Parts of the exercise =
**1.** According to the article on air pollution during Yom Kippur, what does the Environmental Protection Ministry say the dramatic improvement in air quality indicates?
**2.** Continue the article on air pollution during Yom Kippur from where it stops.

Document excerpt =
Start of Block

A boy rides his bike on the empty Ayalon highway on Yom Kippur.
(photo credit: REUTERS)
As traffic rolled to a stop for the duration of Yom Kippur, so too did levels of nitrogen oxides – contaminants prominent in vehicular emissions.
Similar to each year, as child bicylcists and pedestrians take over the country's major arteries, Israel's urban centers experienced much more breathable air for the duration of the holiday. The dramatic improvement is indicative of transportation's role as the major source of pollution in cities, the Environmental Protection Ministry said on Wednesday night.
In the Gush Dan region, nitrogen oxide levels decreased to about 50 times lower than those prior to Yom Kippur – from 139 parts per billion to just 2.8 parts per billion, according to the ministry. Jerusalem's nitrogen oxide levels plunged to about 64 times lower than pre-holiday values – from 179 parts billion also to 2.8 parts per billion – while those in Haifa fell to about 82 times lower – from 229 parts per billion to 2.8 parts per billion as well, the ministry said.

End of Block

Source information =
Start of Block

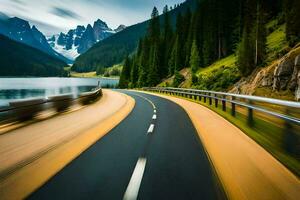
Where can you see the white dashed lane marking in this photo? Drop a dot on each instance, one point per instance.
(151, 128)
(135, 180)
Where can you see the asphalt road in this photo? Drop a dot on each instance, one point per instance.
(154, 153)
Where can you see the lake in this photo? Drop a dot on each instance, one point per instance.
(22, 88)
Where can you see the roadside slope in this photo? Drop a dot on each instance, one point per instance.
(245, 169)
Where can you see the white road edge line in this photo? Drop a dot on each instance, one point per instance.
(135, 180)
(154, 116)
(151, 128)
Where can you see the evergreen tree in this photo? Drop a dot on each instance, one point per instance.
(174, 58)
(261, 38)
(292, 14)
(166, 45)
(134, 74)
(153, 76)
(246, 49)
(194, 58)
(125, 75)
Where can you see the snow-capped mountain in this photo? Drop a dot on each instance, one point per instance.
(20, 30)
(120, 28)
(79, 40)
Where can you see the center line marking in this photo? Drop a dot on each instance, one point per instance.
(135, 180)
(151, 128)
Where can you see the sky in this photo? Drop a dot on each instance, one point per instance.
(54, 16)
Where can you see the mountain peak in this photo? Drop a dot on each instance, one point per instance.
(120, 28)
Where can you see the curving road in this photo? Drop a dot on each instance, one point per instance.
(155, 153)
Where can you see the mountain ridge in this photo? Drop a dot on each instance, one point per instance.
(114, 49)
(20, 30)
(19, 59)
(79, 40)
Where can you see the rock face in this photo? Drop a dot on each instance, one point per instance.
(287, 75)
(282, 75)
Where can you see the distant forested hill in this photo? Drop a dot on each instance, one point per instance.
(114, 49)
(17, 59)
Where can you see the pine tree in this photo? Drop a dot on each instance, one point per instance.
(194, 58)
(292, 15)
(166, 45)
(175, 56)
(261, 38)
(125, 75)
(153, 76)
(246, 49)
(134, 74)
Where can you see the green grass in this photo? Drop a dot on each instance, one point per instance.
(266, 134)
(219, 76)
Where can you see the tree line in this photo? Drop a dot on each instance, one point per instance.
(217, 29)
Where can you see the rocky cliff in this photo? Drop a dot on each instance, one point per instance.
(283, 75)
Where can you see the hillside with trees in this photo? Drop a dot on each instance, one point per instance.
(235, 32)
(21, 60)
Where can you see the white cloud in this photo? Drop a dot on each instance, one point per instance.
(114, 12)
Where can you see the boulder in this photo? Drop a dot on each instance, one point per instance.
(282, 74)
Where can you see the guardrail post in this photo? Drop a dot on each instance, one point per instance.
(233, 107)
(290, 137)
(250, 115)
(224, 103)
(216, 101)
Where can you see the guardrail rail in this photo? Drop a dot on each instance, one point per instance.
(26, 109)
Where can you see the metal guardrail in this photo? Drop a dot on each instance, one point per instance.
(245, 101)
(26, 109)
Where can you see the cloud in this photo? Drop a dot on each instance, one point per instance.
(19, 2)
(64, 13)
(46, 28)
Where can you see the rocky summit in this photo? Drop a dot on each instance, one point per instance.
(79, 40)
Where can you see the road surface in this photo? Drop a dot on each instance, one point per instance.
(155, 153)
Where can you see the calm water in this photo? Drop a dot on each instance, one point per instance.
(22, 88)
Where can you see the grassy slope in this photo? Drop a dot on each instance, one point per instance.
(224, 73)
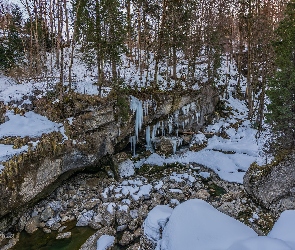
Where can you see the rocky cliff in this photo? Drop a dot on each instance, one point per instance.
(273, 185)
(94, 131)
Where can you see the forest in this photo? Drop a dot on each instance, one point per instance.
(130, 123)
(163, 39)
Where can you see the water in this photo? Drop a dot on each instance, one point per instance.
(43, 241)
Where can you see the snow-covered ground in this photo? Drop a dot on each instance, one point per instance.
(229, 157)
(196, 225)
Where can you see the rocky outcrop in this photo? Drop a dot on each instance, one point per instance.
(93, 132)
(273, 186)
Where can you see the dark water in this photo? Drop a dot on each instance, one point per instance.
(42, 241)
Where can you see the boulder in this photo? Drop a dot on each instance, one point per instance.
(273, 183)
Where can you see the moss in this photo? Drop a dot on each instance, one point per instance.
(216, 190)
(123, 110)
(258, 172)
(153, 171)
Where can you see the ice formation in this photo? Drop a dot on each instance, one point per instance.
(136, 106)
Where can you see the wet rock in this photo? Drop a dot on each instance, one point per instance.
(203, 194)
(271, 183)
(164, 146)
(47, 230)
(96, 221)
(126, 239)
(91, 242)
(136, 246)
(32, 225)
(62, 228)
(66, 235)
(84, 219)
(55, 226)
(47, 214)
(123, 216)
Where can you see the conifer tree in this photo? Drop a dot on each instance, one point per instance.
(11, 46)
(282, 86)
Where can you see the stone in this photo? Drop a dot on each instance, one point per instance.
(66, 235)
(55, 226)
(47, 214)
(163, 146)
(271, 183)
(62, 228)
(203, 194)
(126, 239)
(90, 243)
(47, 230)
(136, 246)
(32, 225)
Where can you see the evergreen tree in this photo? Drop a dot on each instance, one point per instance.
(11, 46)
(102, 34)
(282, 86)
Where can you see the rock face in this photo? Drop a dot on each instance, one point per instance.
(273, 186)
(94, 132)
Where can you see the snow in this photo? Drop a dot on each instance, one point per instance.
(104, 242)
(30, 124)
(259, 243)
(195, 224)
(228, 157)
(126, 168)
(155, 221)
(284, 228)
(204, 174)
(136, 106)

End of Block
Start of Block

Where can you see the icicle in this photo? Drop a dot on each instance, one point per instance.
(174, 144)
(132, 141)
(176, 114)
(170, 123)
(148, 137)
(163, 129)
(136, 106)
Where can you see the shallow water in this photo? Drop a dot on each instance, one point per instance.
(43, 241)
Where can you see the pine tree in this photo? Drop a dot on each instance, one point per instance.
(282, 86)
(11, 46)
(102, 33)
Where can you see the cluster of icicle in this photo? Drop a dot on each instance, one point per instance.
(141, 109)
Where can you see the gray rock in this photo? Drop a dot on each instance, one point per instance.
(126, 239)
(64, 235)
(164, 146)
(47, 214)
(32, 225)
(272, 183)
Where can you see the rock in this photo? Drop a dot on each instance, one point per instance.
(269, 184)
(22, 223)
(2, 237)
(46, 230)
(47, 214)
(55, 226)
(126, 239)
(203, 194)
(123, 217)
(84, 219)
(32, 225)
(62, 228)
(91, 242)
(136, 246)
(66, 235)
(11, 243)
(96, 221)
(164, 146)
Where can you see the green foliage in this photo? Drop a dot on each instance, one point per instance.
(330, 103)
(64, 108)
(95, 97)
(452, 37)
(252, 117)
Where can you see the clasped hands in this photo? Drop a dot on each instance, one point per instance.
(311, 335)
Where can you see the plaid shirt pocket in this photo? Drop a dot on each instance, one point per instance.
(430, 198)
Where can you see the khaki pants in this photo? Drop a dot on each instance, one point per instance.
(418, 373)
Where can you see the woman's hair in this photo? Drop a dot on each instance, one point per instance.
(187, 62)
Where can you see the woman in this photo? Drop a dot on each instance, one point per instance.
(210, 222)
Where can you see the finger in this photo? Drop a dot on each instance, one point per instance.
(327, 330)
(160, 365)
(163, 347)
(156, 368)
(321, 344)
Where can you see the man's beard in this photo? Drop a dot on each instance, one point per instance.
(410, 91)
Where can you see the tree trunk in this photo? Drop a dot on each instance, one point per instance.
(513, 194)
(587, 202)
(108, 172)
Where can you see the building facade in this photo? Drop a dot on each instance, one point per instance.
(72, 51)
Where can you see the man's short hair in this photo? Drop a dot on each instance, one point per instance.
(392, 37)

End of Block

Answer list =
**1.** It indicates transportation's role as the major source of pollution in cities.

**2.**
Nitrogen oxides are able to penetrate deep into the airways, causing symptoms of respiratory diseases and reducing the human body's resistance to bacteria, the ministry explained. Symptoms can range from eye and lung irritations to weakened defenses against respiratory diseases like pneumonia. Children are typically the most sensitive to high exposure, tending to become more sick with colds that settle in the chest and bronchitis, according to the ministry.
In order to continually reduce the amount of nitrogen oxides present in Israeli cities, the ministry stressed that it is implementing a variety of programs, including tax incentives for green vehicle purchases, the conversion of trucks and buses to natural gas, subsidies of apparatuses to reduce heavy vehicle emissions and encouragement of bicycle use around the country.
On Sunday, the government approved Israel's new greenhouse gas emissions reduction targets program, which contains many measures aimed at overhauling the transportation sector, as well as other major pollution sources. Although the approved plan's targets are significantly slimmed down in comparison to those originally presented by the Environment Ministry, among the goals is a decrease in private vehicle usage by 20% by 2030.